- Opening Delimiter -
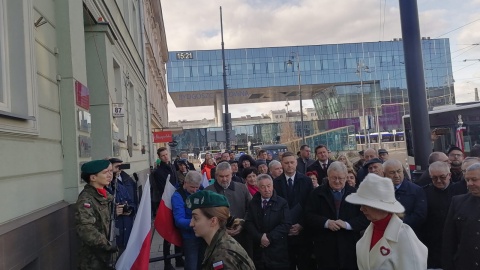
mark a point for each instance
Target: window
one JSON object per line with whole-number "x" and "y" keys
{"x": 18, "y": 88}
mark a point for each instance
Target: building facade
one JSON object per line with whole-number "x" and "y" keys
{"x": 73, "y": 87}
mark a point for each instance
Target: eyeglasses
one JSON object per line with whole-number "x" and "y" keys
{"x": 441, "y": 177}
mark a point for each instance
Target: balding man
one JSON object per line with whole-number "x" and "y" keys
{"x": 461, "y": 236}
{"x": 425, "y": 179}
{"x": 411, "y": 196}
{"x": 439, "y": 195}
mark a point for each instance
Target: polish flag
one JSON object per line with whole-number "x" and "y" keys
{"x": 164, "y": 223}
{"x": 205, "y": 182}
{"x": 137, "y": 254}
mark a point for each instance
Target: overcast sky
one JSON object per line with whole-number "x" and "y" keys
{"x": 195, "y": 25}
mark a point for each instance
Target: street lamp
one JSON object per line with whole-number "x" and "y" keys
{"x": 290, "y": 62}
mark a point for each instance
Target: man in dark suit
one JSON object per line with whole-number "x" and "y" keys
{"x": 335, "y": 223}
{"x": 321, "y": 164}
{"x": 304, "y": 160}
{"x": 268, "y": 224}
{"x": 295, "y": 188}
{"x": 461, "y": 236}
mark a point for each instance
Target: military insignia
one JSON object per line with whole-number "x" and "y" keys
{"x": 385, "y": 251}
{"x": 218, "y": 265}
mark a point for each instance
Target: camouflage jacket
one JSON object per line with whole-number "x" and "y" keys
{"x": 224, "y": 252}
{"x": 92, "y": 220}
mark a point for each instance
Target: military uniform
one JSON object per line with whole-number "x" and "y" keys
{"x": 226, "y": 253}
{"x": 92, "y": 220}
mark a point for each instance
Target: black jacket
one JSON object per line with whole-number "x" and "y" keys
{"x": 335, "y": 250}
{"x": 275, "y": 223}
{"x": 461, "y": 237}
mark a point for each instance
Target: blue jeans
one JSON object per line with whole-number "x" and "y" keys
{"x": 193, "y": 250}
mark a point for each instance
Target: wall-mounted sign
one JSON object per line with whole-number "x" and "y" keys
{"x": 162, "y": 136}
{"x": 82, "y": 95}
{"x": 184, "y": 55}
{"x": 118, "y": 110}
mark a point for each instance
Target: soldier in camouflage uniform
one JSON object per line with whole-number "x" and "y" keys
{"x": 92, "y": 218}
{"x": 210, "y": 215}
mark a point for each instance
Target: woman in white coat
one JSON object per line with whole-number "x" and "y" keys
{"x": 388, "y": 243}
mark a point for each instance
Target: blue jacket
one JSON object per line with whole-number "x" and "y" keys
{"x": 413, "y": 198}
{"x": 182, "y": 215}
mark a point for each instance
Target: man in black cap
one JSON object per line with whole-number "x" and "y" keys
{"x": 456, "y": 157}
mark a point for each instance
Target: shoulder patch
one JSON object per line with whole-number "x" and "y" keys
{"x": 218, "y": 265}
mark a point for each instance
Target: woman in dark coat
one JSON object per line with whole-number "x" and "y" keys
{"x": 268, "y": 224}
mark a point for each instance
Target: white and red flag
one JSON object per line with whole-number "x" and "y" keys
{"x": 164, "y": 223}
{"x": 137, "y": 254}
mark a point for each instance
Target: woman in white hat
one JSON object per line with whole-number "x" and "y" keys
{"x": 388, "y": 243}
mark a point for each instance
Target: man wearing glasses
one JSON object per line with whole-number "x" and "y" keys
{"x": 456, "y": 157}
{"x": 439, "y": 195}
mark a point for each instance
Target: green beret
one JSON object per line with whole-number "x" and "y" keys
{"x": 206, "y": 199}
{"x": 95, "y": 166}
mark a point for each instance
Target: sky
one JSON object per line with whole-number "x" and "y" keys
{"x": 195, "y": 25}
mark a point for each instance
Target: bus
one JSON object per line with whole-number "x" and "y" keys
{"x": 444, "y": 122}
{"x": 273, "y": 149}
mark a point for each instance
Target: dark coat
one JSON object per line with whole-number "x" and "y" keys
{"x": 438, "y": 202}
{"x": 275, "y": 223}
{"x": 461, "y": 236}
{"x": 316, "y": 166}
{"x": 412, "y": 197}
{"x": 303, "y": 164}
{"x": 334, "y": 250}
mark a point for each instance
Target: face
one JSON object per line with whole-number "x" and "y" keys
{"x": 376, "y": 168}
{"x": 224, "y": 177}
{"x": 262, "y": 168}
{"x": 369, "y": 154}
{"x": 473, "y": 182}
{"x": 456, "y": 158}
{"x": 289, "y": 165}
{"x": 440, "y": 178}
{"x": 351, "y": 181}
{"x": 103, "y": 178}
{"x": 191, "y": 187}
{"x": 234, "y": 167}
{"x": 201, "y": 225}
{"x": 276, "y": 171}
{"x": 251, "y": 179}
{"x": 164, "y": 156}
{"x": 265, "y": 187}
{"x": 305, "y": 153}
{"x": 337, "y": 180}
{"x": 395, "y": 173}
{"x": 322, "y": 154}
{"x": 226, "y": 156}
{"x": 373, "y": 214}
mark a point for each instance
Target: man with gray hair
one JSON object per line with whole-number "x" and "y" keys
{"x": 439, "y": 195}
{"x": 411, "y": 196}
{"x": 461, "y": 240}
{"x": 275, "y": 168}
{"x": 193, "y": 247}
{"x": 337, "y": 223}
{"x": 238, "y": 197}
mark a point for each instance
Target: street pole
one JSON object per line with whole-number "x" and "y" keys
{"x": 415, "y": 83}
{"x": 226, "y": 117}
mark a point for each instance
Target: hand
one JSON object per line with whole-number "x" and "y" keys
{"x": 264, "y": 242}
{"x": 119, "y": 209}
{"x": 333, "y": 226}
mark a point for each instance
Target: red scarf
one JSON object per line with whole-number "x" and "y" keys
{"x": 379, "y": 228}
{"x": 102, "y": 191}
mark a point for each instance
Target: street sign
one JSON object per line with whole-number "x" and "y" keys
{"x": 118, "y": 110}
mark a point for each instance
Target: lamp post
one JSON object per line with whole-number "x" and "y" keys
{"x": 290, "y": 62}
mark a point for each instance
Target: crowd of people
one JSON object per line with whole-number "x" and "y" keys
{"x": 300, "y": 212}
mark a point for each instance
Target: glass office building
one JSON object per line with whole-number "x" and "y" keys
{"x": 345, "y": 81}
- Closing Delimiter -
▸ **YOUR TASK**: Without the pictures, repeat the listing exactly as it reads.

▸ **RESULT OF THE EXERCISE**:
mark a point for each instance
Target: window
one JSON object per line with whole-number "x" and "y" keys
{"x": 18, "y": 88}
mark a point for each instance
Target: building facade
one JSON object per line with whole-number "x" and "y" keys
{"x": 73, "y": 87}
mark a point for each instance
Target: eyeglasses
one JSON object per line with whole-number "x" and "y" keys
{"x": 441, "y": 177}
mark a point for each instance
Target: balding man
one JSON object per line with whole-number "x" and "y" keys
{"x": 461, "y": 236}
{"x": 425, "y": 179}
{"x": 411, "y": 196}
{"x": 439, "y": 195}
mark a point for each instance
Target: polish flag
one JSON object per line with whole-number "x" and "y" keys
{"x": 164, "y": 223}
{"x": 205, "y": 182}
{"x": 137, "y": 254}
mark a point for each instance
Target: overcast sky
one JSON object per line with whole-number "x" and "y" keys
{"x": 195, "y": 25}
mark a point for each instance
Target: street lamp
one JSON object per line with whole-number "x" and "y" keys
{"x": 290, "y": 62}
mark a point for each instance
Target: man in dark suit
one JSON object per line with whole-number "x" and "y" keys
{"x": 335, "y": 223}
{"x": 321, "y": 164}
{"x": 304, "y": 160}
{"x": 268, "y": 224}
{"x": 295, "y": 188}
{"x": 461, "y": 236}
mark a point for each instance
Target: military insignia
one JSON object per line with whole-number "x" and "y" keys
{"x": 385, "y": 251}
{"x": 218, "y": 265}
mark a point for each instance
Target: camouflage jacket
one JSON object per line with whole-number "x" and "y" keys
{"x": 224, "y": 252}
{"x": 92, "y": 220}
mark a point for each instance
Target: military uniform
one JSON object per line with whole-number "x" and "y" keys
{"x": 226, "y": 253}
{"x": 92, "y": 220}
mark a point for each instance
Target: black jacket
one JSON object per line with whole-number "x" and "y" keys
{"x": 335, "y": 250}
{"x": 275, "y": 223}
{"x": 461, "y": 237}
mark a point for each instance
Target: blue jeans
one JSON object per line with whole-number "x" and "y" keys
{"x": 193, "y": 250}
mark a point for each instance
Target: wall-mounted sign
one JSON object per line with whole-number "x" and "y" keys
{"x": 162, "y": 136}
{"x": 82, "y": 95}
{"x": 184, "y": 55}
{"x": 118, "y": 110}
mark a point for each instance
Target: soldier in camouflage uniform
one JSON object per line with whole-number "x" and "y" keys
{"x": 92, "y": 218}
{"x": 210, "y": 215}
mark a point for each instance
Target: woman in white coat
one JSON object per line with whole-number "x" and "y" keys
{"x": 388, "y": 243}
mark a point for each instance
Target: blue jacket
one JSON object per line with whole-number "x" and "y" keys
{"x": 413, "y": 198}
{"x": 182, "y": 215}
mark a point for each instance
Target: man in black cap
one JSON object per line with whole-number "x" and "y" keys
{"x": 456, "y": 157}
mark a point for each instance
Target: shoulder patch
one JSON object per line with whole-number "x" and "y" keys
{"x": 218, "y": 265}
mark a point for each instance
Target: woman in dark coat
one JSON object per line with whole-number "x" and "y" keys
{"x": 268, "y": 224}
mark a point for each instance
Target: white and red flag
one JSON object per line with whole-number "x" and "y" keys
{"x": 164, "y": 223}
{"x": 137, "y": 254}
mark a point for each instance
Target: woman in white hat
one JSON object per line with whole-number "x" and "y" keys
{"x": 388, "y": 243}
mark a point for each instance
Target: man wearing glasses
one JSON object per line with whole-number "x" and "y" keys
{"x": 456, "y": 157}
{"x": 439, "y": 195}
mark a point for each instance
Target: green beret
one JSON object per line with whole-number "x" and "y" keys
{"x": 206, "y": 199}
{"x": 95, "y": 166}
mark a point for each instance
Target: sky
one JSON object per line with whole-number "x" and "y" keys
{"x": 195, "y": 25}
mark a point for each instance
Target: bus
one JSON object per line with whole-number "x" and "y" keys
{"x": 444, "y": 122}
{"x": 273, "y": 149}
mark a point for each instance
Target: dark coat
one JSON object per line with whole-number "x" and "y" keys
{"x": 438, "y": 202}
{"x": 275, "y": 223}
{"x": 461, "y": 236}
{"x": 316, "y": 166}
{"x": 412, "y": 197}
{"x": 303, "y": 164}
{"x": 334, "y": 250}
mark a point for each instance
Target: face
one JSON object per line with whole-number "x" and "y" keys
{"x": 376, "y": 168}
{"x": 224, "y": 177}
{"x": 262, "y": 168}
{"x": 369, "y": 154}
{"x": 473, "y": 182}
{"x": 456, "y": 158}
{"x": 289, "y": 165}
{"x": 440, "y": 178}
{"x": 351, "y": 181}
{"x": 103, "y": 178}
{"x": 191, "y": 187}
{"x": 234, "y": 167}
{"x": 201, "y": 225}
{"x": 276, "y": 171}
{"x": 251, "y": 179}
{"x": 164, "y": 156}
{"x": 265, "y": 187}
{"x": 305, "y": 153}
{"x": 337, "y": 180}
{"x": 395, "y": 173}
{"x": 322, "y": 154}
{"x": 226, "y": 156}
{"x": 373, "y": 214}
mark a point for each instance
Target: man with gray hair
one JSON object per line with whole-number "x" and "y" keys
{"x": 439, "y": 195}
{"x": 411, "y": 196}
{"x": 461, "y": 240}
{"x": 275, "y": 168}
{"x": 193, "y": 247}
{"x": 337, "y": 223}
{"x": 238, "y": 197}
mark a point for each instance
Target: street pole
one JSON object per line with whole-number "x" and "y" keys
{"x": 415, "y": 83}
{"x": 226, "y": 117}
mark a point for each instance
Target: hand
one JSON object per line with whole-number "x" and "y" keys
{"x": 264, "y": 242}
{"x": 119, "y": 209}
{"x": 333, "y": 226}
mark a point for each instance
Target: red scarf
one JSON object per line with whole-number "x" and "y" keys
{"x": 379, "y": 228}
{"x": 102, "y": 191}
mark a point for each instance
Target: street sign
one JSON object per line with whole-number "x" and "y" keys
{"x": 118, "y": 110}
mark a point for each instance
Target: lamp post
one JSON object per line with whole-number "x" and "y" keys
{"x": 290, "y": 62}
mark a point for each instance
Target: crowd of people
one JSON object per line with whole-number "x" and "y" keys
{"x": 300, "y": 212}
mark a point for each instance
Target: glass office building
one JSON object per line with whole-number "x" and "y" keys
{"x": 345, "y": 81}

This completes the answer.